The output should consist solely of the lines running from the one that contains "target | sky" through the end of the records below, copied exactly.

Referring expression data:
>>>>

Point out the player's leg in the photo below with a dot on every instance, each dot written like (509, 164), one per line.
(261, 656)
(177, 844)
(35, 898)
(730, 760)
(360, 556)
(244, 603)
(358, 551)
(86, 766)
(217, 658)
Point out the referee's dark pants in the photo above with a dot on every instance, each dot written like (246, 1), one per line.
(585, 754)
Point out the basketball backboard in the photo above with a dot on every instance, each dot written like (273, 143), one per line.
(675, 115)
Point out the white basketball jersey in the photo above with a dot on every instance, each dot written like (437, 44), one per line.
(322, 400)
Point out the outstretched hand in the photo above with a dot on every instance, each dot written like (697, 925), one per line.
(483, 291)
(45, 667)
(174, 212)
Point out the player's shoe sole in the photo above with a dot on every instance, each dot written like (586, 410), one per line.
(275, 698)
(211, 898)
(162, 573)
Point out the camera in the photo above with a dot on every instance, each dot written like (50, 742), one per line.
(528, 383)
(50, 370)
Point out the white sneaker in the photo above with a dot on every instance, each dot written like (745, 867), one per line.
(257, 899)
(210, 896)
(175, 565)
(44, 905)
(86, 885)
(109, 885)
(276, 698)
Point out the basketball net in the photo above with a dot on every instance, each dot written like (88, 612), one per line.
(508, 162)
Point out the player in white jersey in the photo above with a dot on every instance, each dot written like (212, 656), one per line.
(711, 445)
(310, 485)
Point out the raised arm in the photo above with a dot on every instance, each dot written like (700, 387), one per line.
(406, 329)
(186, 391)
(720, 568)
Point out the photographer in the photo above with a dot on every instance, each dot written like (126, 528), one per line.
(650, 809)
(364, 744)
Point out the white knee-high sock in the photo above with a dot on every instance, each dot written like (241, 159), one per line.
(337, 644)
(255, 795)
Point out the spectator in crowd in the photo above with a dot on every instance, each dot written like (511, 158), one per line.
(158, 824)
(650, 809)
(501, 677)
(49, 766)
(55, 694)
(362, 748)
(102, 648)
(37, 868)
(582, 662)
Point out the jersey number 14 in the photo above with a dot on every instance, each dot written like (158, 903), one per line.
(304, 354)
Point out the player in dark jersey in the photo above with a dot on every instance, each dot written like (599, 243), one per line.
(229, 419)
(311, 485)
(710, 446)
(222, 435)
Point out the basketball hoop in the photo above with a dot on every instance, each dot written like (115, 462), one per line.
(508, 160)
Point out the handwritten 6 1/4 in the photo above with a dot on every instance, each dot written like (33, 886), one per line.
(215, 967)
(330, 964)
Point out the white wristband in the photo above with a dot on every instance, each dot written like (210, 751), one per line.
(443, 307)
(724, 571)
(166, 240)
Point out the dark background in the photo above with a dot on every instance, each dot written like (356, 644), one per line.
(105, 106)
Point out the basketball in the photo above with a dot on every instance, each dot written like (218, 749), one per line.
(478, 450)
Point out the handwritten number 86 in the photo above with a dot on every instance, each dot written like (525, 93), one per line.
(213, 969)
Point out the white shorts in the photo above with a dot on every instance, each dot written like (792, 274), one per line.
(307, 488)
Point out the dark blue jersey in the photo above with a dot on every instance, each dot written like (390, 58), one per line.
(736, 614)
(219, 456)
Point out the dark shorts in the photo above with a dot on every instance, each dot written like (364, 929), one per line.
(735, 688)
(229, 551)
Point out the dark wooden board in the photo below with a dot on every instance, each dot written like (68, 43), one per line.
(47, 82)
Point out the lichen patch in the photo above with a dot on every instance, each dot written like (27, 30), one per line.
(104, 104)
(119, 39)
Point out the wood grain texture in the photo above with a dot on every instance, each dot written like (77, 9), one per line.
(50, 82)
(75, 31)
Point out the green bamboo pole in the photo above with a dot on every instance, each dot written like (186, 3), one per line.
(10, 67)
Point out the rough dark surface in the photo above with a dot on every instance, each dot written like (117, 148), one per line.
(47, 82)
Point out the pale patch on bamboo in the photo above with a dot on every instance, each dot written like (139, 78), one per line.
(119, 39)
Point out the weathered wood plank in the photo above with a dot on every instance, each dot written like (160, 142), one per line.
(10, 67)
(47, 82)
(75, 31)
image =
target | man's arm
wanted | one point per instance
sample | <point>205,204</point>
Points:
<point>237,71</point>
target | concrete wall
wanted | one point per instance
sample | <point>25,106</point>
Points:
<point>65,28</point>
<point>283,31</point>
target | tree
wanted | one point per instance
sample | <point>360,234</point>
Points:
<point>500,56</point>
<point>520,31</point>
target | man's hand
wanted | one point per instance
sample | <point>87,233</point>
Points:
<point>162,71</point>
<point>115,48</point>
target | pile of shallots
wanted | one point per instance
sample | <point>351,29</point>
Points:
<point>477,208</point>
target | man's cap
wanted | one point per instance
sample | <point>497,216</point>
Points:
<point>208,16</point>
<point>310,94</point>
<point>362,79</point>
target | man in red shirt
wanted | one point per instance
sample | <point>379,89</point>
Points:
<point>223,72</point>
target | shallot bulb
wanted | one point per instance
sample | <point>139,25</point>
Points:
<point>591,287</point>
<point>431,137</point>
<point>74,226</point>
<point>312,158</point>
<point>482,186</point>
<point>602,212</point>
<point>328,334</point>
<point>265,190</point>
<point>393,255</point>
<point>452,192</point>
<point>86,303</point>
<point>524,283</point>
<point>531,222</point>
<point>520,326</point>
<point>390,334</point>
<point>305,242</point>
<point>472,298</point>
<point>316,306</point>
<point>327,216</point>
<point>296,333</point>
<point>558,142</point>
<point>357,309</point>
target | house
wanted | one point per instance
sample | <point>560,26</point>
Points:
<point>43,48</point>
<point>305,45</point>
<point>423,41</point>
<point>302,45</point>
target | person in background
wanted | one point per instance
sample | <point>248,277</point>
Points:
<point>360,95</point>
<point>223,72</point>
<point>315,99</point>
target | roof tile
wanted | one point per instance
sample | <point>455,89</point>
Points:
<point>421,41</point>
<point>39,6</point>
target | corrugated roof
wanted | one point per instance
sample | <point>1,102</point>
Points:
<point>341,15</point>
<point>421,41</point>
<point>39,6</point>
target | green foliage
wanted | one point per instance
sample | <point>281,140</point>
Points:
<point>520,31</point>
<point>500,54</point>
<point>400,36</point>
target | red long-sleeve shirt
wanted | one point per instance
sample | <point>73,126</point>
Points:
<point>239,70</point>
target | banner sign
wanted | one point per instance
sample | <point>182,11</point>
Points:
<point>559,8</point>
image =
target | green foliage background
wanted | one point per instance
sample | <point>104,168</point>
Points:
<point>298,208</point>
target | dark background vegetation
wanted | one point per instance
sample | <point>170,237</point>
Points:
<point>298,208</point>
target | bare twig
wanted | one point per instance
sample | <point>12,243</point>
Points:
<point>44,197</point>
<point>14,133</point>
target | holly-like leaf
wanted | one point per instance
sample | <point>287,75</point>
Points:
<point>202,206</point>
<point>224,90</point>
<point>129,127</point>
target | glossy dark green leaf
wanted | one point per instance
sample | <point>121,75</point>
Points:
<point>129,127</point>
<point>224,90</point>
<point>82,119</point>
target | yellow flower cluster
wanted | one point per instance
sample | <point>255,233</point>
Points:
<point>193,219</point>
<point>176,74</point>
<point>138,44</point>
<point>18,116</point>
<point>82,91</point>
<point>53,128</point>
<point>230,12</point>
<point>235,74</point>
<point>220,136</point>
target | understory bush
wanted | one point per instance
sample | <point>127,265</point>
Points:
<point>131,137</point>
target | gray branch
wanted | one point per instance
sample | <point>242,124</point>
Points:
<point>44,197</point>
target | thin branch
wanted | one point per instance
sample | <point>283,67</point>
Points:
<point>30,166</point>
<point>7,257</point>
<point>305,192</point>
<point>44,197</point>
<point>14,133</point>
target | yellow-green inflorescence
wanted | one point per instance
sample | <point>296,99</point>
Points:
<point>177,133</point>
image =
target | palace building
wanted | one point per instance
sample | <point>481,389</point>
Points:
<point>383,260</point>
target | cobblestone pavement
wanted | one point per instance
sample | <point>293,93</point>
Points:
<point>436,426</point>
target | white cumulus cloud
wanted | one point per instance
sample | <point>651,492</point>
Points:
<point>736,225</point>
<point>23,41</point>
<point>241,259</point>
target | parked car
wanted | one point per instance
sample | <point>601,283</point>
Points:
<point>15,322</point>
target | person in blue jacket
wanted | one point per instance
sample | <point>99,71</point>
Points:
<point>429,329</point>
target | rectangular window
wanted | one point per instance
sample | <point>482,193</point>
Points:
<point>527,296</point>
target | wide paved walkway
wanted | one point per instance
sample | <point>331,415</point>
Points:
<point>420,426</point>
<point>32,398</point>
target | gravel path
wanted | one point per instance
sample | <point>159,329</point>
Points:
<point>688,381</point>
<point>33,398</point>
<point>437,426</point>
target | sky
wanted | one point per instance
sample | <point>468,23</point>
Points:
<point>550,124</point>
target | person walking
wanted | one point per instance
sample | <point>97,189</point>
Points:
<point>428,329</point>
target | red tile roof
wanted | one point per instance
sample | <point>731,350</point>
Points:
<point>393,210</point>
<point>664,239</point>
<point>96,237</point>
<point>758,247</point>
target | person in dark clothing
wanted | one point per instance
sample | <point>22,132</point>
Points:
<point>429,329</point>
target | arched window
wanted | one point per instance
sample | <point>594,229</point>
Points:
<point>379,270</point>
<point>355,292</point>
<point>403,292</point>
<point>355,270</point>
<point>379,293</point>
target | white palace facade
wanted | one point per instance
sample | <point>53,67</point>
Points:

<<<<

• [Finished exercise]:
target | sky
wanted | one point per instance
sample | <point>468,23</point>
Points:
<point>550,124</point>
target | person walking
wanted | one point per instance
sample | <point>97,189</point>
Points:
<point>428,329</point>
target | red tile roof
wanted | one point per instance
sample | <point>731,350</point>
Points:
<point>393,210</point>
<point>664,239</point>
<point>96,237</point>
<point>758,247</point>
target | person in dark clothing
wanted | one point per instance
sample | <point>22,132</point>
Points:
<point>429,329</point>
target | arched window
wanted | one point per instance
sample | <point>594,229</point>
Points:
<point>379,270</point>
<point>355,292</point>
<point>403,292</point>
<point>355,270</point>
<point>379,293</point>
target | white palace facade
wanted | one point per instance
sample | <point>53,67</point>
Points:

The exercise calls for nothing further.